>> BEGIN PASSAGE PROVIDED

The database is a JSON file on the disk, stored by default at
\verb+$HOME/.combox/silo.db+. The
\verb+combox.silo.ComboxSilo+\cite{combox-src:silo.ComboxSilo} is the
sole interface to read from and write to database. The database is
primarily accessed and modified by the combox directory monitor
(\verb+ComboxDirMonitor+) and the node directory monitor
(\verb+NodeDirMonitor+) through a shared Lock\cite{py:threading.Lock}
that ensures that only one entity\footnote{An entity can be the combox
  directory monitor or one of the node directory monitors} can
access/modify the database at a time.

>> END PASSAGE PROVIDED
>> BEGIN RAW DATA

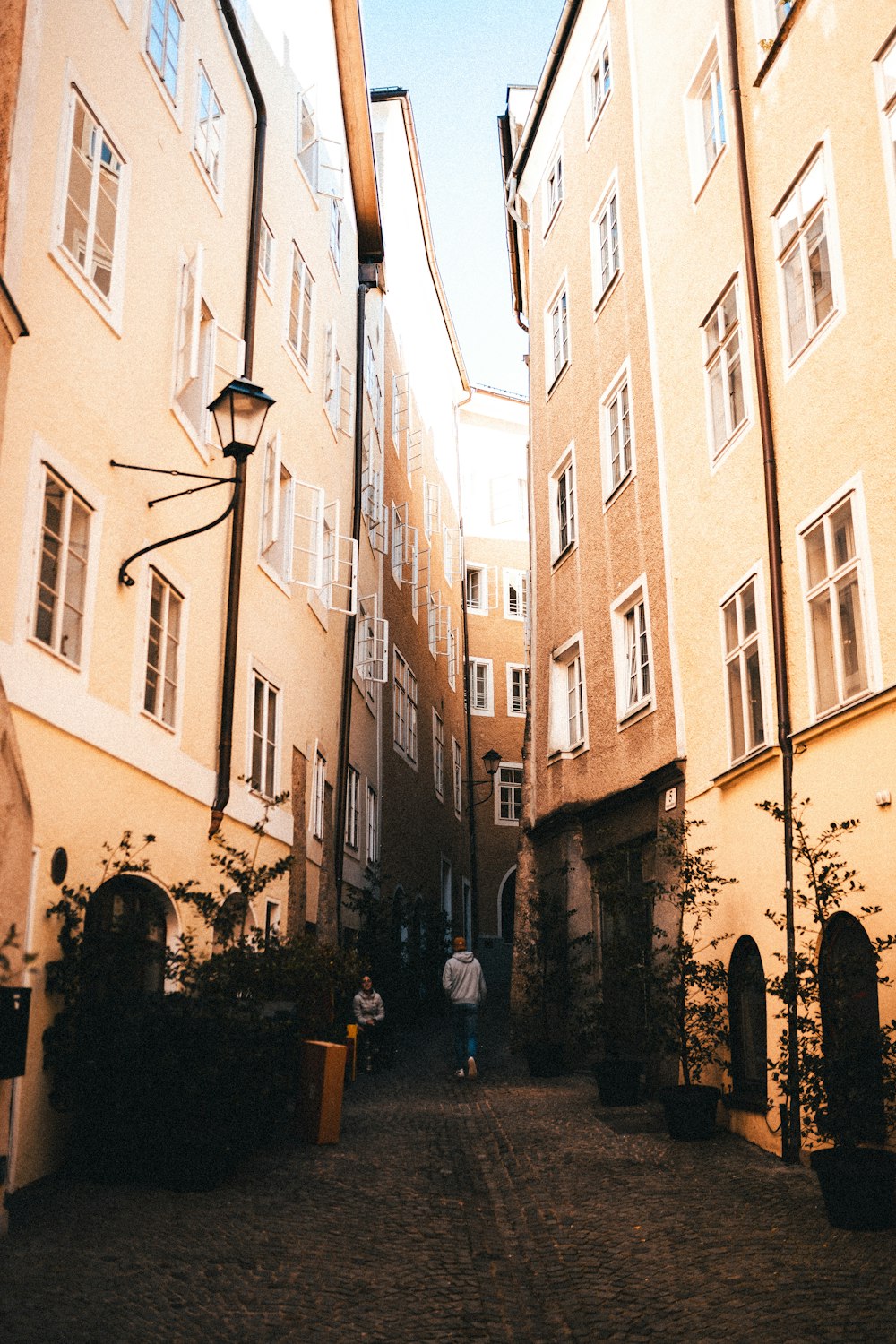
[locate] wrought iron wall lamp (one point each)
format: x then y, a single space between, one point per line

>> END RAW DATA

From the LaTeX passage on the combox database above, list every item written inside a \verb+...+ command, in order.

1. $HOME/.combox/silo.db
2. combox.silo.ComboxSilo
3. ComboxDirMonitor
4. NodeDirMonitor